**WHAT TO DO**
Write out, please, the line containing "Rules: pick out every instance of the red and" together with all lines after it, up to and including the last one, with no other output.

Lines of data
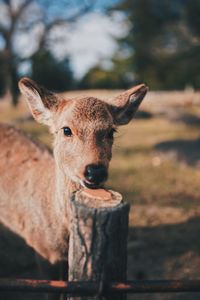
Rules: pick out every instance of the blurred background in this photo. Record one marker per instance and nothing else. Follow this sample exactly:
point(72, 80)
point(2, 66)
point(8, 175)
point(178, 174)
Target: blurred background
point(100, 48)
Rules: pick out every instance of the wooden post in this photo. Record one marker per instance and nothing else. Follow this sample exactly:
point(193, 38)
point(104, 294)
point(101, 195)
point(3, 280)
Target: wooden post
point(98, 238)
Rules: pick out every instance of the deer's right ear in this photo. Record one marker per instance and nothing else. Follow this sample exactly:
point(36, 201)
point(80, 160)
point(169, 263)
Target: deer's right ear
point(41, 102)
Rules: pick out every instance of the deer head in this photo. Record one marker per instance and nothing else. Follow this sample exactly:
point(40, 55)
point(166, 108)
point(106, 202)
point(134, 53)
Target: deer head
point(83, 128)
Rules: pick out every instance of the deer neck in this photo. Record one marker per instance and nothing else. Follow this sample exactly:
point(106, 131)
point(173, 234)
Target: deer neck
point(64, 188)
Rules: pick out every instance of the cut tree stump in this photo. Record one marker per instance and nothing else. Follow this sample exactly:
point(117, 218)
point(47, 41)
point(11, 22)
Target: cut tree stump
point(98, 238)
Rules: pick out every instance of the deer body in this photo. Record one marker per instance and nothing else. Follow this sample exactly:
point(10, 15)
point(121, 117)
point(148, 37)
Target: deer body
point(35, 187)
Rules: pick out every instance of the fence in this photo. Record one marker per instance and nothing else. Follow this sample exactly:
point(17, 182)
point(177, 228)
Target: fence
point(97, 254)
point(95, 288)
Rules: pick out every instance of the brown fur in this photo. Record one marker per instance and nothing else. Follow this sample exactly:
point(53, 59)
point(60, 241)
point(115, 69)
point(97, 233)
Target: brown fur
point(35, 187)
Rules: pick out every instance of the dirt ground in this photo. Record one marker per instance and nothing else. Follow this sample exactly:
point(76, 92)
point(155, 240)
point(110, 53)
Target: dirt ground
point(159, 162)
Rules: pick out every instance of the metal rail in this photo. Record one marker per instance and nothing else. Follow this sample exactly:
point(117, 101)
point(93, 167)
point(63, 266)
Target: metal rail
point(94, 288)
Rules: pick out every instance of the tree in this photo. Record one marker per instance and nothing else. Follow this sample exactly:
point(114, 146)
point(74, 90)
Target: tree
point(113, 78)
point(164, 42)
point(48, 72)
point(21, 17)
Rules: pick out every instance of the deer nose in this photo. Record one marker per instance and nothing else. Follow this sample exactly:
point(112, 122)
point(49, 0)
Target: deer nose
point(96, 174)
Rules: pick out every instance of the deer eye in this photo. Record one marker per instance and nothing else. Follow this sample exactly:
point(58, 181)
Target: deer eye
point(111, 133)
point(67, 131)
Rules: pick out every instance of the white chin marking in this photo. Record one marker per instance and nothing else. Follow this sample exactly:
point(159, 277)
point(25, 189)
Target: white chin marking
point(82, 183)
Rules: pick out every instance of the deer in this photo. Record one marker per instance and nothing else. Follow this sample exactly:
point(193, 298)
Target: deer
point(36, 185)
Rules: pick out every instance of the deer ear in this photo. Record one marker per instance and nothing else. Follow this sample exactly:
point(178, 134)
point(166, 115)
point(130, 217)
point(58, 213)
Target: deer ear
point(126, 104)
point(41, 102)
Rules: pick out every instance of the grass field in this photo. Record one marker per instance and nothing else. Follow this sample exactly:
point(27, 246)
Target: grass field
point(156, 166)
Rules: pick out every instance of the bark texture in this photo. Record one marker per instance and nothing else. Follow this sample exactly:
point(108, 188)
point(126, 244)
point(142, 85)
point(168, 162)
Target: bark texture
point(98, 237)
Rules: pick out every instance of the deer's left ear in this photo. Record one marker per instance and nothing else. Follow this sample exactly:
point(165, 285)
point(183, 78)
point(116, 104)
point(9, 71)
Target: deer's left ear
point(126, 104)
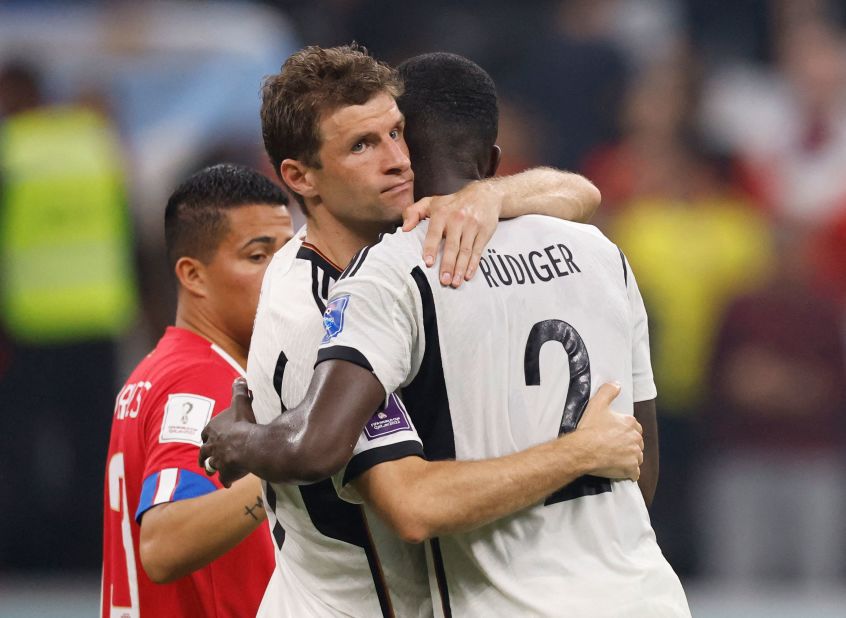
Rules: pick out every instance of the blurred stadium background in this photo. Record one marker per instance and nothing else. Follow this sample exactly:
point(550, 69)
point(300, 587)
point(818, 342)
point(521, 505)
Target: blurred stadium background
point(715, 130)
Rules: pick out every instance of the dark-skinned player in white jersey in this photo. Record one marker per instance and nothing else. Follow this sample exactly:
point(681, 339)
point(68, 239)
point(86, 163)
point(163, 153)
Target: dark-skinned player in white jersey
point(402, 490)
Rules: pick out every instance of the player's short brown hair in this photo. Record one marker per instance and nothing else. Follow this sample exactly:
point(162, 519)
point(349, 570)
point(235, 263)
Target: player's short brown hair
point(313, 82)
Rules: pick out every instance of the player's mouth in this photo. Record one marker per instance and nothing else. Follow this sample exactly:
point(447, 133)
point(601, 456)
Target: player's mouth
point(399, 188)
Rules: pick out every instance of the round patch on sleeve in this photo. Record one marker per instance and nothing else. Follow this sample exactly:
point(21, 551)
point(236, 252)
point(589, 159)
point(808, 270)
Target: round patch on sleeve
point(185, 417)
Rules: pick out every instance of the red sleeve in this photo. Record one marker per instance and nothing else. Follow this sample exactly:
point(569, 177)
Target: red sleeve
point(172, 429)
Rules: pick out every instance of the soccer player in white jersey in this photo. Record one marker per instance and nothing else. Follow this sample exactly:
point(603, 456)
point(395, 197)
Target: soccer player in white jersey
point(327, 563)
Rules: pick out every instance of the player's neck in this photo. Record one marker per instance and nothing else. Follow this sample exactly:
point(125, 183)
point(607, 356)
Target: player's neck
point(336, 240)
point(440, 182)
point(193, 318)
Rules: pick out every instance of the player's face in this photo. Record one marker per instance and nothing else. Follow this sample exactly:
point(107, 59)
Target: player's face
point(235, 272)
point(365, 176)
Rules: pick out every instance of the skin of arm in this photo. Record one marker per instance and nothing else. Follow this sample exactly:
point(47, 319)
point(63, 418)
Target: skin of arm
point(183, 536)
point(467, 219)
point(648, 481)
point(307, 446)
point(304, 445)
point(420, 499)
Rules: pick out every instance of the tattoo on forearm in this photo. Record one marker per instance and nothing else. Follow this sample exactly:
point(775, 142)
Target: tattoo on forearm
point(250, 510)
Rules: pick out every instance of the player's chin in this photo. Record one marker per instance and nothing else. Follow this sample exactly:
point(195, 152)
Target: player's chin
point(394, 205)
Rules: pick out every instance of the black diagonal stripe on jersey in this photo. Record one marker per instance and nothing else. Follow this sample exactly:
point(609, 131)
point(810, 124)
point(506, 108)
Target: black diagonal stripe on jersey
point(426, 397)
point(278, 531)
point(324, 288)
point(278, 374)
point(365, 460)
point(343, 352)
point(322, 274)
point(307, 253)
point(345, 522)
point(625, 268)
point(440, 576)
point(315, 287)
point(355, 263)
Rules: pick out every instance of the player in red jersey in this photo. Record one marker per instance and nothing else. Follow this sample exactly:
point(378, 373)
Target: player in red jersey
point(164, 520)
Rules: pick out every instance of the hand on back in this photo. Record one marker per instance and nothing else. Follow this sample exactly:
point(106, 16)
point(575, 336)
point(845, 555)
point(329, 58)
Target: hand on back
point(616, 439)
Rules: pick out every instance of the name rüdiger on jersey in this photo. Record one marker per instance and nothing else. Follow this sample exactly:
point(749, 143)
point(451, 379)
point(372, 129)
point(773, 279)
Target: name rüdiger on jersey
point(533, 267)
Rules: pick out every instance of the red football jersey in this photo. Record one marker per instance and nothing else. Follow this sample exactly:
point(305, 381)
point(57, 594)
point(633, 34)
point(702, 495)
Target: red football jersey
point(159, 415)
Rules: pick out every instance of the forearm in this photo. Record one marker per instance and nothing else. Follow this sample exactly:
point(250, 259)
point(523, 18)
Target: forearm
point(446, 497)
point(287, 450)
point(180, 537)
point(645, 413)
point(547, 191)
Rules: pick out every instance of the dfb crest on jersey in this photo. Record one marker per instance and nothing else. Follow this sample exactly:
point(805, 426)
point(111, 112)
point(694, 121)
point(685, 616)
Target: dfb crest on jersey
point(333, 317)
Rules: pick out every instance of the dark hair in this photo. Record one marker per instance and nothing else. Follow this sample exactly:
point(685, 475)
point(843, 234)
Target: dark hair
point(450, 108)
point(312, 82)
point(194, 217)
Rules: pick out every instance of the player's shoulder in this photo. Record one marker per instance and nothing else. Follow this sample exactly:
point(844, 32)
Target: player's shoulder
point(539, 226)
point(397, 251)
point(185, 360)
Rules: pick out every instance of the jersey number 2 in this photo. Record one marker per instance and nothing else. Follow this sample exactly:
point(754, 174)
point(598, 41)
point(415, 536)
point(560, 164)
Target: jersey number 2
point(578, 393)
point(117, 502)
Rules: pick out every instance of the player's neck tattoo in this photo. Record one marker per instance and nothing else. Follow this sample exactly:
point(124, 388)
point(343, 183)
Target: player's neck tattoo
point(250, 509)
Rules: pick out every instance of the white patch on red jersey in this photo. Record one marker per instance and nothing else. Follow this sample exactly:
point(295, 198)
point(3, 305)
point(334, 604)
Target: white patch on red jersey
point(184, 418)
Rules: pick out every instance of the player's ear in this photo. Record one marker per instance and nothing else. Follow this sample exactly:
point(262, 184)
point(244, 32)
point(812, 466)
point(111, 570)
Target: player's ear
point(299, 177)
point(493, 162)
point(191, 274)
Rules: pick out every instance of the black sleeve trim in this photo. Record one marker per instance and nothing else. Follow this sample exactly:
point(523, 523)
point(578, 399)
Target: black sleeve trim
point(362, 462)
point(342, 352)
point(625, 268)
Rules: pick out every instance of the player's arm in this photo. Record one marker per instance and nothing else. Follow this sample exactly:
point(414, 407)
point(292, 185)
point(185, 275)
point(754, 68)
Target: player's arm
point(183, 536)
point(308, 443)
point(648, 481)
point(467, 219)
point(420, 499)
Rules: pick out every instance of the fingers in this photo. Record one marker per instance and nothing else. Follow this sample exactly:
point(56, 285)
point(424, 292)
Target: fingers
point(240, 388)
point(433, 239)
point(475, 258)
point(452, 246)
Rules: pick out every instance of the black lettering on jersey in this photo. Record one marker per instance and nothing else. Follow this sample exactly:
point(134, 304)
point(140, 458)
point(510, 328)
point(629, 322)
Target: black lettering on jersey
point(526, 267)
point(278, 374)
point(536, 266)
point(278, 531)
point(555, 261)
point(568, 258)
point(519, 276)
point(533, 255)
point(500, 275)
point(486, 271)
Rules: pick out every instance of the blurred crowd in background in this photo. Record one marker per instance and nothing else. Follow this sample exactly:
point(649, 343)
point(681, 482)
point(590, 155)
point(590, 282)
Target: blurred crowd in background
point(716, 132)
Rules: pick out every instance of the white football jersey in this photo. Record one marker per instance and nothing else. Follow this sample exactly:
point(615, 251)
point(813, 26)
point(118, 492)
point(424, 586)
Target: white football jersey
point(328, 563)
point(506, 362)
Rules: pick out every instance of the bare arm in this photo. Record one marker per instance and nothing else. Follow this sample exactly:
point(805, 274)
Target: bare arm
point(648, 481)
point(304, 445)
point(548, 191)
point(183, 536)
point(419, 499)
point(467, 219)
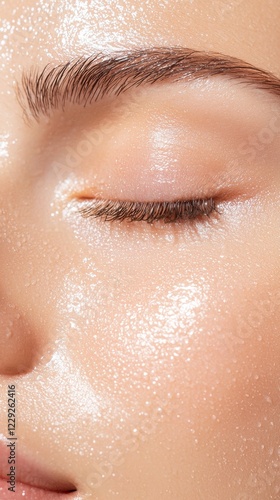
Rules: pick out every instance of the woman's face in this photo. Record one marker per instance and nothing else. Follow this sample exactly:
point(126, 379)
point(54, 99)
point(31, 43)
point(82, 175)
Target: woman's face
point(145, 356)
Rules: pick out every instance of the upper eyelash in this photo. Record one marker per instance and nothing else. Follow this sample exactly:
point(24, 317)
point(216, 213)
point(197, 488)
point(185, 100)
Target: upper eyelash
point(168, 211)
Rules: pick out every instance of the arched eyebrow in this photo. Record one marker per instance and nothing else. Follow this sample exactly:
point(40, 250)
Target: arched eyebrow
point(87, 79)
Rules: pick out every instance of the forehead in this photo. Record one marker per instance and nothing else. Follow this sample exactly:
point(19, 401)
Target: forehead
point(65, 28)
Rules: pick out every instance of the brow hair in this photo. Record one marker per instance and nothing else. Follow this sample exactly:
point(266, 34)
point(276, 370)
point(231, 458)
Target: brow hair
point(86, 79)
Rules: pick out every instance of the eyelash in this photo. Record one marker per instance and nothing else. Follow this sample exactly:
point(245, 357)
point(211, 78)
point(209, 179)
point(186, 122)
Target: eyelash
point(180, 210)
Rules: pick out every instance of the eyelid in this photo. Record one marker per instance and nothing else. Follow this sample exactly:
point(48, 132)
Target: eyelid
point(167, 211)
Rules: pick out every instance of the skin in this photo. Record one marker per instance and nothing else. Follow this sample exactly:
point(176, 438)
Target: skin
point(145, 358)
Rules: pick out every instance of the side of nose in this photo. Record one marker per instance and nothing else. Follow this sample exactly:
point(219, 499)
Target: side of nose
point(18, 343)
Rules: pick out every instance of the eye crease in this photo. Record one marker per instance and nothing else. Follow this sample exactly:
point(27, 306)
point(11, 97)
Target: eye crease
point(167, 211)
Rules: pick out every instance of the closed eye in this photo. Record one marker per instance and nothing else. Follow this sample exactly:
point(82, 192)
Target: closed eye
point(167, 211)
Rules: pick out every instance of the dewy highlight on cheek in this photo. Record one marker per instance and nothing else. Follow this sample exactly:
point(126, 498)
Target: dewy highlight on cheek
point(139, 250)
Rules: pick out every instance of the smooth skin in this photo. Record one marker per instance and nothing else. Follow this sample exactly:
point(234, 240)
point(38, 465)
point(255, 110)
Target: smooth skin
point(145, 358)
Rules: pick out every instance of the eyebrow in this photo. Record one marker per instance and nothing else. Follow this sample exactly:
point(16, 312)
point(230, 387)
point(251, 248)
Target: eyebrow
point(87, 79)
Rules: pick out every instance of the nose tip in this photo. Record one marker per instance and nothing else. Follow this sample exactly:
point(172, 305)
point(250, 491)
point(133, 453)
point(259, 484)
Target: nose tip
point(18, 343)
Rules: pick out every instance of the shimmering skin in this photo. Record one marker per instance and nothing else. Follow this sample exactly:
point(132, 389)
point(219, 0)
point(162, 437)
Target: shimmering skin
point(145, 358)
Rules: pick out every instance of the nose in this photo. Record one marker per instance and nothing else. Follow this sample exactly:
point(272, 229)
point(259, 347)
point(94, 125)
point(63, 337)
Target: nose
point(18, 342)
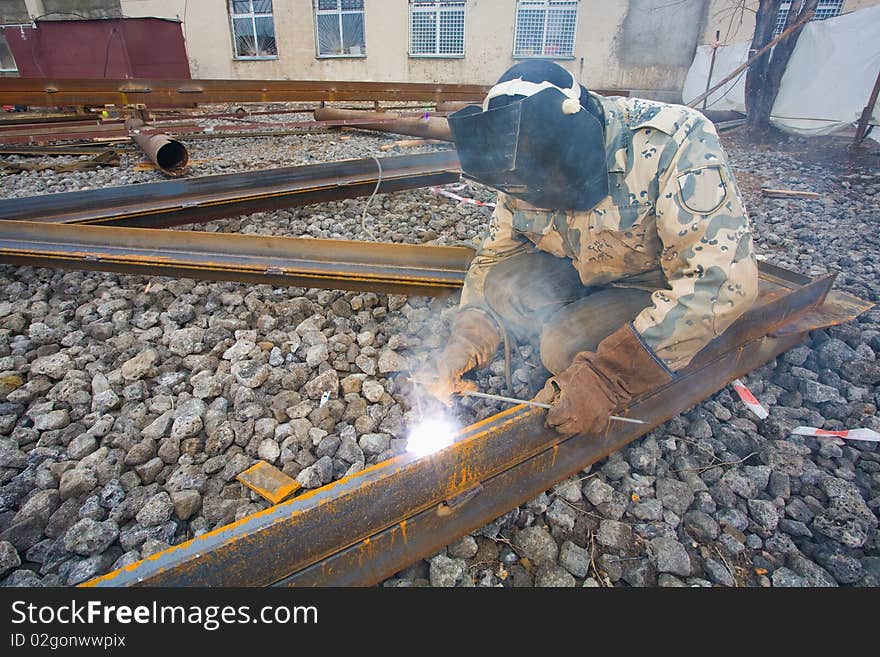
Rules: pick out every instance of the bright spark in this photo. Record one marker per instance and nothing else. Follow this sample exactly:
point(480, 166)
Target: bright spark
point(431, 436)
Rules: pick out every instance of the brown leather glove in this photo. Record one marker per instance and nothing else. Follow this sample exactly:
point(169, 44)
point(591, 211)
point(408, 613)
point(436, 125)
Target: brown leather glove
point(596, 383)
point(472, 343)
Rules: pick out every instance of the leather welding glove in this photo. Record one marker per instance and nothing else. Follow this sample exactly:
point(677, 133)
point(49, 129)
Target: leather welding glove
point(596, 383)
point(472, 344)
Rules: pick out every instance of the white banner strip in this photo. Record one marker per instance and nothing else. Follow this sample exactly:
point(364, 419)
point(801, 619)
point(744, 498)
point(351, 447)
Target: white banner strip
point(749, 399)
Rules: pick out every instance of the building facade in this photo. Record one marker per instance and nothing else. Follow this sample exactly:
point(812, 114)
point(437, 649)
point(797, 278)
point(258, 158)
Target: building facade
point(641, 45)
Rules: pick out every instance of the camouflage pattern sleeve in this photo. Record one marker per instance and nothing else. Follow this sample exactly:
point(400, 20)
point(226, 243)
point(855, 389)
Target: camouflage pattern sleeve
point(500, 242)
point(707, 254)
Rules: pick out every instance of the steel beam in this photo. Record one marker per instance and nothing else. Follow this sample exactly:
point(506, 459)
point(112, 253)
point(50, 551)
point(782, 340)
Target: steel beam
point(173, 203)
point(49, 92)
point(282, 261)
point(363, 528)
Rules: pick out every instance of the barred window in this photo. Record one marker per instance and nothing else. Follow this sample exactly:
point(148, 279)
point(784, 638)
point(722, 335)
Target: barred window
point(825, 9)
point(436, 28)
point(7, 61)
point(339, 28)
point(545, 28)
point(253, 29)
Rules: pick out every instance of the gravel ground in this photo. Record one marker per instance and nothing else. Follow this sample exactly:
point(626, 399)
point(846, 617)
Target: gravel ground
point(129, 404)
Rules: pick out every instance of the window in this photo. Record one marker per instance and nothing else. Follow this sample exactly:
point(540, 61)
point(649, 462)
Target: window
point(253, 29)
point(339, 28)
point(7, 62)
point(545, 28)
point(825, 9)
point(436, 28)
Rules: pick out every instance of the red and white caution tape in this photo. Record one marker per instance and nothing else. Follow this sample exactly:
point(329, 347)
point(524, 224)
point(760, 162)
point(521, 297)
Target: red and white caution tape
point(851, 434)
point(462, 199)
point(749, 399)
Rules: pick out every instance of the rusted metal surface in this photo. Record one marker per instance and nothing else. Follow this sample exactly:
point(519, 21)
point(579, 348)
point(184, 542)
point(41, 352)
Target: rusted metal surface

**RESPONSE**
Rules: pick out every instance of the red and white caution tape in this photo. Record one marker per instance and nothing else. Follow this sample exactly:
point(329, 347)
point(524, 224)
point(760, 162)
point(521, 297)
Target: red and white caution tape
point(851, 434)
point(462, 199)
point(749, 399)
Rules: pick out every instance of the rusted metal surface in this photo. Record one marker per instance and nothing else. Follow this sample exactly:
point(519, 21)
point(579, 348)
point(184, 542)
point(41, 352)
Target: rusted metal surface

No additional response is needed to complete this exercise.